Start of Block
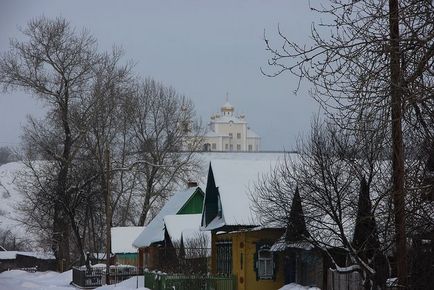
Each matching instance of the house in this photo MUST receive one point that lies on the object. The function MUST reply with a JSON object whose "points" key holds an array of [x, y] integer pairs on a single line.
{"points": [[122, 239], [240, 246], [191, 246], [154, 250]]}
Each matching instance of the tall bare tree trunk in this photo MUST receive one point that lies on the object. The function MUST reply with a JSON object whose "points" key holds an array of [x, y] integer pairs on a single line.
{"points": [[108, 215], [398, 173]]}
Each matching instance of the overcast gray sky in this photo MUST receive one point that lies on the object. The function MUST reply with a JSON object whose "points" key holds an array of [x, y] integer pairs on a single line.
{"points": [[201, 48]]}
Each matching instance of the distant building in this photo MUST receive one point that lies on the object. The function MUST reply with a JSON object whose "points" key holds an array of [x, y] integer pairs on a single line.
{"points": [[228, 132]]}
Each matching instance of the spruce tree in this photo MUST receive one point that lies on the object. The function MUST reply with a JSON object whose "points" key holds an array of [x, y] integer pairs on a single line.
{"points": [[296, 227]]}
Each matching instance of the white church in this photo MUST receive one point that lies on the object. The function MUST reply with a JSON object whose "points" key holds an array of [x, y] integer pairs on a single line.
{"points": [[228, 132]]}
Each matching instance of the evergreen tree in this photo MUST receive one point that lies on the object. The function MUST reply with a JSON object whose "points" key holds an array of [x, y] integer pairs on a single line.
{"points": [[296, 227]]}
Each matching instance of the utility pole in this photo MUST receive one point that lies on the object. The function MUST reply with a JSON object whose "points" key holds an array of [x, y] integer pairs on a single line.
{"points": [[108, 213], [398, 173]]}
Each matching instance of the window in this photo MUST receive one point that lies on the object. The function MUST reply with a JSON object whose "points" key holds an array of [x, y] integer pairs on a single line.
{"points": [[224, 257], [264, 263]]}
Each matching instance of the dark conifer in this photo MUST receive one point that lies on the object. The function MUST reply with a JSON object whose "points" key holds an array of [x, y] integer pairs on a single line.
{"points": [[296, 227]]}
End of Block
Start of Block
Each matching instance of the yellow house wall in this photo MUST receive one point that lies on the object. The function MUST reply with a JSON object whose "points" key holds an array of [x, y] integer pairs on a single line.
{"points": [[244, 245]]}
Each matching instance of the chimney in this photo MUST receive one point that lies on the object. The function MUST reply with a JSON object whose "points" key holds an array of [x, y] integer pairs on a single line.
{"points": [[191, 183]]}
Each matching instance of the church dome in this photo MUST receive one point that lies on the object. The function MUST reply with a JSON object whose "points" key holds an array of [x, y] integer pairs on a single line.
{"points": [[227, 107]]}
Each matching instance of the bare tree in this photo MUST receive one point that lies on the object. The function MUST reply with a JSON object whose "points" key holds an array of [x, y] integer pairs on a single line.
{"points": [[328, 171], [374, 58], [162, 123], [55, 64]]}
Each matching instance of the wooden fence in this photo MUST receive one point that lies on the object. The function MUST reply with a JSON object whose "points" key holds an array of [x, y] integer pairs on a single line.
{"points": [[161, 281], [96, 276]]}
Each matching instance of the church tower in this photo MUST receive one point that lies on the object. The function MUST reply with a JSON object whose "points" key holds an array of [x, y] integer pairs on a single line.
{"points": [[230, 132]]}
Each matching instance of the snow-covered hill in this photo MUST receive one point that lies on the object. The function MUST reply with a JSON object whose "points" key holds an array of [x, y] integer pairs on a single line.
End of Block
__Work to complete__
Return, with no change at all, every line in the entries above from the line containing "Each matching instance of the bare" through the line containing "Each matching instance of the snow-covered".

__Reply__
Each matching instance of the bare tree in this photo MUST receive one point that lies on the object. The function MUST reply with a JSON object whose "points" key holds an array of [x, y] integer pairs on a single line.
{"points": [[328, 171], [374, 58], [162, 123], [55, 64]]}
Each matching instance of the wooden fence in this photo MUST receive one point that lies on the object. The function MUST reply with a JSON object whose "points" key holds an array of [x, y] integer pairs on a single line.
{"points": [[161, 281], [96, 276]]}
Each matching instance of the church tower in this photo MUST receive one point that lies on the object. The function MUST reply with a JSON object whose "points" key holds an array of [x, y] integer pairs on a single line.
{"points": [[230, 132]]}
Each matching instance of the snow-covered hill in this photo MUST receive one point that lies on the object. The function MUST reply with a JSON object whose "points" key holds an array of [x, y] integer pairs on a single line.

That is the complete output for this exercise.